■ TRECHO ■
____________________

A resposta de Dieter Gundel foi memorável : ” Ele frequentemente gastava mais tempo do que isso! Eu trabalhei com Senna na Mclaren de 1990 a 1993. Foi uma experiência incrível e dois títulos mundiais.Os dados de telemetria são extremamente importantes mas são na essência uma massa gigante de dados. Sem análise não tem serventia. Por isso atualmente contamos com nossa parceira AMD para sermos capazes de digerir esta montanha de números e fazermos isso se transformar em melhor desempenho. É muito útil por exemplo confrontarmos os dados dos dois pilotos da equipepois conseguimos mostrar para eles onde podem ser mais rápidos se comparado com o outro. No caso de pilotos tão talentosos e sensíveis como era Senna e como são Michael e Rubens a percepção deles é fundamental em caso de dúvidas na interpretação dos dados. Eles têm a palavra final, afinal são eles que sentam no cockpit, são extremamente profissionais e são capazes de perceber reações como nenhum sensor pode sentir. É de fato um trabalho de equipe, cada um dando a sua contribuição naquilo que pode. Hoje em dia seria impensável dispensar a tecnologia. Não há retorno. Assim como procuramos ter também os melhores pilotos temos que ter a melhor tecnologia. ”

Senna-mais de uma hora descrevendo uma única volta-segundo Dieter Gundel
Dieter Gundel explicou um pouco melhor que os recursos tecnológicos são usados além da função óbvia da telemetria. Computadores muito poderosos estão disponíveis na sede da Ferrari onde têm aplicações vitais no estudo da aerodinâmica do carro. Após estudos em túneis de vento uma porção gigante de dados precisa ser interpretada. A função CFD (Computacional Fluid Dynamics) visa modelar o comportamento do fluxo de ar pelo perfil dos carros e mesmo antes de testá-lo no túnel de vento. Assim podem simular as reações de uma modificação proposta em um componente do carro (um aerofólio, uma aleta, um defletor etc.) e com isso ter maior agilidade no processo, só submetendo a caros e complicados testes de túnel de vento aquilo que já foi bem testado pelos supercomputadores da Ferrari. Há também modelos matemáticos que visam simular o funcionamento dos motores em diversas condições como pressões atmosféricas e relevos distintos, variações na composição da gasolina e diferentes ajustes intrínsecos do mesmo. É inimaginável a quantidade de operações matemáticas necessárias para este tipo de simulação.

Para ilustrar esta complexidade temos um exemplo. A equipe Sauber, que também usa motores Ferrari recém concluiu a implantação de seu super computador, o qual foi batizado de ALBERT. O Albert conta com 530 processadores AMD Opteron 64, pesa 18 toneladas e é capaz de efetuar 2.3 trilhões de operações por segundo. Seu uso primordial é assim como na Ferrari, o estudo fluidodinâmico visando evoluções na aerodinâmica de seus carros. A Sauber apesar de usar motores Ferrari não teve o mesmo grau de sucesso que a mesma. Em 2006 sob a grife BMW (que comprou a equipe), com novo motor (BMW-claro), com um também novo túnel de vento e com a ajuda de ALBERT quem sabe possa se tornar uma grande equipe.

____________________

■ ITENS ■
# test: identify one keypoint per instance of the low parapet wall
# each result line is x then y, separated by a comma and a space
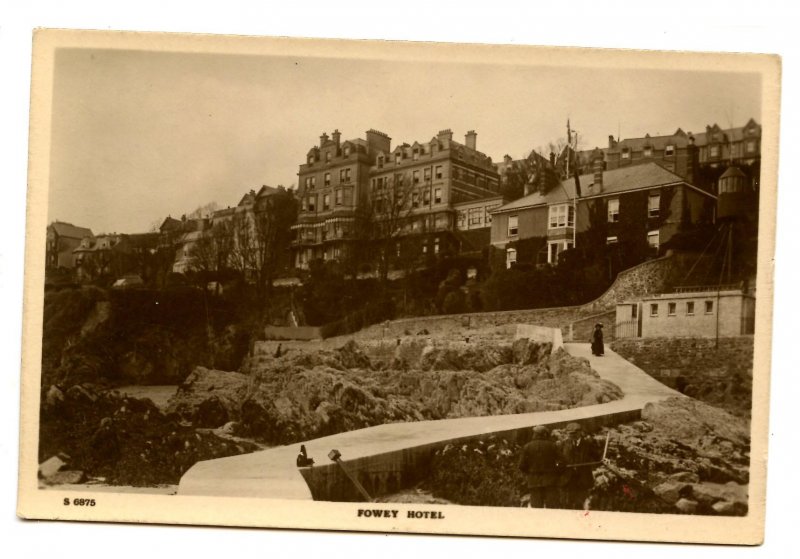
304, 333
541, 334
387, 473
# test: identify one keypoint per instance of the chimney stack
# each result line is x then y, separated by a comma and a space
471, 139
597, 169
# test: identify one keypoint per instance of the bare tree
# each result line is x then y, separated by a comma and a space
260, 238
388, 218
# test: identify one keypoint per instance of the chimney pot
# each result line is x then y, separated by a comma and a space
597, 169
471, 140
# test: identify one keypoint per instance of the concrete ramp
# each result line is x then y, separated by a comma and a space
387, 457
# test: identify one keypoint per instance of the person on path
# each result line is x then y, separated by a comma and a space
597, 340
539, 462
302, 459
578, 453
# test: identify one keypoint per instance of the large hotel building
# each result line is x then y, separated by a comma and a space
345, 184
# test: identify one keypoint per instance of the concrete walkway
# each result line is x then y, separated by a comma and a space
272, 473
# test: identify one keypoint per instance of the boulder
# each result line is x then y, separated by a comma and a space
686, 477
528, 352
352, 356
686, 506
710, 493
54, 397
672, 491
64, 477
729, 508
51, 466
211, 413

____________________

■ CONJUNTO DE TAREFAS ■
**a)** Por favor, reproduza literalmente a parte do trecho entre "Para ilustrar esta" e "uma grande equipe.", inclusive.
**b)** Segundo o trecho, quantos processadores tem o supercomputador ALBERT, da equipe Sauber?
Os dados não são necessários para este exercício.

■ RESPOSTAS DO EXERCÍCIO ■
**a)**
Para ilustrar esta complexidade temos um exemplo. A equipe Sauber, que também usa motores Ferrari recém concluiu a implantação de seu super computador, o qual foi batizado de ALBERT. O Albert conta com 530 processadores AMD Opteron 64, pesa 18 toneladas e é capaz de efetuar 2.3 trilhões de operações por segundo. Seu uso primordial é assim como na Ferrari, o estudo fluidodinâmico visando evoluções na aerodinâmica de seus carros. A Sauber apesar de usar motores Ferrari não teve o mesmo grau de sucesso que a mesma. Em 2006 sob a grife BMW (que comprou a equipe), com novo motor (BMW-claro), com um também novo túnel de vento e com a ajuda de ALBERT quem sabe possa se tornar uma grande equipe.

**b)** 530 processadores AMD Opteron 64.